* [Extracted data]:
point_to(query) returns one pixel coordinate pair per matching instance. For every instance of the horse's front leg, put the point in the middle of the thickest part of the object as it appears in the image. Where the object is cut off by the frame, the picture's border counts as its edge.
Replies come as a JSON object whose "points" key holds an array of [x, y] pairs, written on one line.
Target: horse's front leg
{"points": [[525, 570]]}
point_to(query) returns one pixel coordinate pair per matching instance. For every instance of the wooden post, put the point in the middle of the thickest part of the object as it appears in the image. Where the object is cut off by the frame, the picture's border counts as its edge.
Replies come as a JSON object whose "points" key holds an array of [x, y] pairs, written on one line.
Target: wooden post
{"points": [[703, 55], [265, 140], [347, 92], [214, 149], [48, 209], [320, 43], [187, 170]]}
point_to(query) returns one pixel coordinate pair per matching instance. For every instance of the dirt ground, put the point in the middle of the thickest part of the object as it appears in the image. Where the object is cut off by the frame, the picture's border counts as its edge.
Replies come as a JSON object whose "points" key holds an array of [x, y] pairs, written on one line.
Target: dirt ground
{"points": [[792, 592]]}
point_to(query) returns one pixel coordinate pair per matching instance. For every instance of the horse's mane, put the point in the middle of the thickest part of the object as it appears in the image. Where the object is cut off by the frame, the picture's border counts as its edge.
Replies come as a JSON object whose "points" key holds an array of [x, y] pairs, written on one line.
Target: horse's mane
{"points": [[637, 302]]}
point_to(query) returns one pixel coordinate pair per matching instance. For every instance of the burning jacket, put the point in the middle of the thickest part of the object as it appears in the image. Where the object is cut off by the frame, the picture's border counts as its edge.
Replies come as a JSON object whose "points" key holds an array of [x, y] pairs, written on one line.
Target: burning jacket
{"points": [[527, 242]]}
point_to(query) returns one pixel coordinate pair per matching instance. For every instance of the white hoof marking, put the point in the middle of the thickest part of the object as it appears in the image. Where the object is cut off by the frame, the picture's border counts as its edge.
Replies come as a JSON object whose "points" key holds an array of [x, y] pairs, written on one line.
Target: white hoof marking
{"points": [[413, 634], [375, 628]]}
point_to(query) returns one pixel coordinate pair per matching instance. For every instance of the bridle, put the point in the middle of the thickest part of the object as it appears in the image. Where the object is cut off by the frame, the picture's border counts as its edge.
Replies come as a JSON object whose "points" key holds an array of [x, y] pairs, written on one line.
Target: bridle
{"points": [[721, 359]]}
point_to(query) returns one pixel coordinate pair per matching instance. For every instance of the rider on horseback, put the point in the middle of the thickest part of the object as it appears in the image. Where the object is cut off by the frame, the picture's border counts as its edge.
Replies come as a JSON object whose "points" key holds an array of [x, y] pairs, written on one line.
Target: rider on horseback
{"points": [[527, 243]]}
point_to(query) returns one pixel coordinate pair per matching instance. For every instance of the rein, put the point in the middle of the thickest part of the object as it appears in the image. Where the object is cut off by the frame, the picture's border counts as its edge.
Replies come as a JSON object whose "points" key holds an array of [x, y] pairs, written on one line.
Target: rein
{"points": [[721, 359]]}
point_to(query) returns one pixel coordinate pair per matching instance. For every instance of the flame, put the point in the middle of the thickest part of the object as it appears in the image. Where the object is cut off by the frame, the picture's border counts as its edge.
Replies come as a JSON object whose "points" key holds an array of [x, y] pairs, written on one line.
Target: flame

* [Task description]:
Print the entries exactly. Include every one.

* [Response to this task]:
point_to(query) returns one pixel coordinate pair per matching instance. For every instance of the horse's front leg, put the point in the middle of the thickest part of the object as it appears in the image. Where the object is cut off by the frame, the picture's border counts as its edge.
Replies come as a JSON object whose "points" key holds an array of [x, y] pairs, written on one line.
Target: horse's front leg
{"points": [[525, 570]]}
point_to(query) returns one pixel coordinate pair per matching instance. For every instance of the wooden post, put the point in the middle of the thickest part of the object as it appears in the image. Where the object is cut off by the frame, the picture's border counts as its edge.
Replies come as a JSON object whose "points" key holds an array of [x, y] pairs, written on one line.
Target: wooden post
{"points": [[703, 55], [265, 140], [347, 92], [214, 149], [48, 209], [320, 43], [187, 170]]}
point_to(query) returns one pixel coordinate pair per matching instance. For every instance of the dirt ground, put the point in the middle of the thickest part of the object as it appears in the image. Where the object is cut off by the frame, the picture's border counts as its edge.
Replies come as a JSON object whose "points" key holds an array of [x, y] pairs, written on one line.
Target: dirt ground
{"points": [[792, 592]]}
point_to(query) returns one pixel coordinate pair per matching instance. For every instance of the horse's mane, put the point in the middle of the thickest part of the object as it appears in the image. Where the object is cut off by the frame, the picture's border counts as its edge.
Replies come as a JSON object whose "points" key holds an array of [x, y] pairs, written on one line.
Target: horse's mane
{"points": [[637, 302]]}
point_to(query) returns one pixel coordinate pair per matching instance. For every instance of the burning jacket, put the point in the middle of the thickest part of the object as it appears in the image. Where the object is cut off by the frame, the picture's border counts as its edge.
Replies come as a JSON object whose "points" key holds an array of [x, y] pairs, written on one line.
Target: burning jacket
{"points": [[527, 242]]}
point_to(query) returns one pixel coordinate pair per matching instance. For every instance of the white hoof marking, put the point in the middle of the thickest part of the object as it appears in the image. Where the object is cut off by the frame, the picture's border counts as its edge.
Replies come as a JSON object whose "points" key holds an array of [x, y] pairs, written on one line.
Target: white hoof marking
{"points": [[413, 634], [375, 628]]}
point_to(query) returns one pixel coordinate pair per matching instance. For every instance of the bridle, put the point in the middle of the thickest part of the object as it appears in the image. Where the object is cut off by the frame, the picture's border counts as its edge.
Replies come as a JSON object whose "points" key holds an array of [x, y] pairs, written on one line.
Target: bridle
{"points": [[721, 359]]}
point_to(query) returns one pixel coordinate pair per matching instance. For every instance of the rider on horseback, put the point in the middle of the thickest part of the object as it appears in the image. Where the object is cut off by the frame, the picture's border counts as its edge.
Replies come as a JSON object whose "points" key holds an array of [x, y] pairs, written on one line.
Target: rider on horseback
{"points": [[527, 243]]}
point_to(query) returns one pixel coordinate pair per matching instance. For every instance of the rein, put the point in the middle of the thickest part of the object as it appears in the image. Where the object is cut off by the frame, the picture's border counts as its edge.
Replies come as a JSON object whose "points" key holds an array of [x, y] pairs, written on one line.
Target: rein
{"points": [[721, 359]]}
point_to(query) returns one pixel coordinate pair per matching instance. For every instance of the flame, put the point in the middle of the thickest part of the object as it appears in the image. Where the object is cut off by the frame, the picture's border counts as its edge.
Replies come as a JSON object whose "points" key holds an array of [x, y] pairs, written on one line.
Target: flame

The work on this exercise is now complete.